* _Sezione del documento_:
La sync drum di Steve Morris, poi ecco il basso di Peter Hook a dettare la melodia – novità assoluta per l’epoca –, un effetto inserito dal produttore Martin Hannett, come il turbine del vento quando si lascia una finestra aperta, la chitarra di Bernard Sumner (o, se preferite, Albrecht) che mi sferza il cuore ed ecco la voce, quella quasi baritonale di Ian Curtis, “sono stato in attesa di una guida che arrivasse a prendermi per mano”, la pelle che si accappona, gli occhi che si inumidiscono. Adesso mi ricordo perché questo fu il mio disco preferito del 1979.

«Ancora mi chiedo da dove diavolo siano saltati fuori i Joy Division» – Tony Wilson, co-fondatore della Factory Records 

Nel 2007 Jon Savage ha collaborato alla realizzazione del documentario Joy Division del regista Grant Gee: molto materiale non fu utilizzato e allora il critico ha deciso di riprendere in mano il tutto e di realizzare questa “storia orale” dove sono i protagonisti a parlare, limitandosi apparentemente a un sapiente lavoro di “taglia e cuci” ma costruendo in realtà un libro appassionante, di grande ritmo, ricco di episodi inediti che gettano una nuova luce sul gruppo e sulla scena di Manchester di quegli anni.

* _Esercizio proposto 1_: Traduci in inglese questa frase del testo sui Joy Division: "Adesso mi ricordo perché questo fu il mio disco preferito del 1979."
* _Esercizio proposto 2_: Cita il passo del testo sui Joy Division che inizia con "Nel 2007 Jon" e prosegue fino a "di quegli anni.".

* _Voci del dataset_:
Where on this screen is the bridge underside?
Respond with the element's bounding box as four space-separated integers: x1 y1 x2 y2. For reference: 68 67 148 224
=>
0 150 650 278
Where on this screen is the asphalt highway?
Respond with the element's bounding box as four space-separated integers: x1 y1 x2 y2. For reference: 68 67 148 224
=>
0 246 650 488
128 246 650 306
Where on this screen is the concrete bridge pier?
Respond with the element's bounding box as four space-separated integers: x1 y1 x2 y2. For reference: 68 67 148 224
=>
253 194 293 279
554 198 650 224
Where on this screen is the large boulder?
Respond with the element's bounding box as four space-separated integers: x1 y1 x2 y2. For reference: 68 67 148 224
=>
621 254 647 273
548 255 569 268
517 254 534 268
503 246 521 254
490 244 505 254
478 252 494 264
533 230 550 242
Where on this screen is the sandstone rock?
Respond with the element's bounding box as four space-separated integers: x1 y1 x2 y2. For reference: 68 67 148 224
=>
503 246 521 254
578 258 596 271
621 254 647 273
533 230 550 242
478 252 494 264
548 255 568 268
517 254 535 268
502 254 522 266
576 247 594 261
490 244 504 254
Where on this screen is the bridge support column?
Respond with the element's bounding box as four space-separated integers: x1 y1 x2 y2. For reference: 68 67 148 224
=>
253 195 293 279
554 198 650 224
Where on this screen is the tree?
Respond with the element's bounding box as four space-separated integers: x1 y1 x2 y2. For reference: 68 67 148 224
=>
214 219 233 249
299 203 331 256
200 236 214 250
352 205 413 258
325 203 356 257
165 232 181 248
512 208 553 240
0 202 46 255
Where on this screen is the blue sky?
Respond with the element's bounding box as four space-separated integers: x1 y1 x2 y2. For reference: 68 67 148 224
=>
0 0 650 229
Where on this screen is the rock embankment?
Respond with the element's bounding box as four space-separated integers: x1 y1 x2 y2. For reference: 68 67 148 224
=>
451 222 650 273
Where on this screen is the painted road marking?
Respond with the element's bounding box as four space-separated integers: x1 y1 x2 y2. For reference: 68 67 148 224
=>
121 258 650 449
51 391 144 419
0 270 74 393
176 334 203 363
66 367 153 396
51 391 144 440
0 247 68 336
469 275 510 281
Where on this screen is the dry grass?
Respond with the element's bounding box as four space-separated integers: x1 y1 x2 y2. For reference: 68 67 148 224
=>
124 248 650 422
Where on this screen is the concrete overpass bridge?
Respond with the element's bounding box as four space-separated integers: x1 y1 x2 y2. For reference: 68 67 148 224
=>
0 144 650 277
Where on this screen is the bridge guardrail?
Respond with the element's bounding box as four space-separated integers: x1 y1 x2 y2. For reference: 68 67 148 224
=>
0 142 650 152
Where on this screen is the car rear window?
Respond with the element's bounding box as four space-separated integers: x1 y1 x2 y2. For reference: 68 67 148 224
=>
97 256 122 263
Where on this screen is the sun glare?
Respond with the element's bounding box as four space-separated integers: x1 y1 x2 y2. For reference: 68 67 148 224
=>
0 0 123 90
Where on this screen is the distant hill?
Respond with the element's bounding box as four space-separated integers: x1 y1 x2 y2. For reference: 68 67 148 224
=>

* _Risposta completa 1_: Now I remember why this was my favorite record of 1979.

* _Risposta completa 2_:
Nel 2007 Jon Savage ha collaborato alla realizzazione del documentario Joy Division del regista Grant Gee: molto materiale non fu utilizzato e allora il critico ha deciso di riprendere in mano il tutto e di realizzare questa “storia orale” dove sono i protagonisti a parlare, limitandosi apparentemente a un sapiente lavoro di “taglia e cuci” ma costruendo in realtà un libro appassionante, di grande ritmo, ricco di episodi inediti che gettano una nuova luce sul gruppo e sulla scena di Manchester di quegli anni.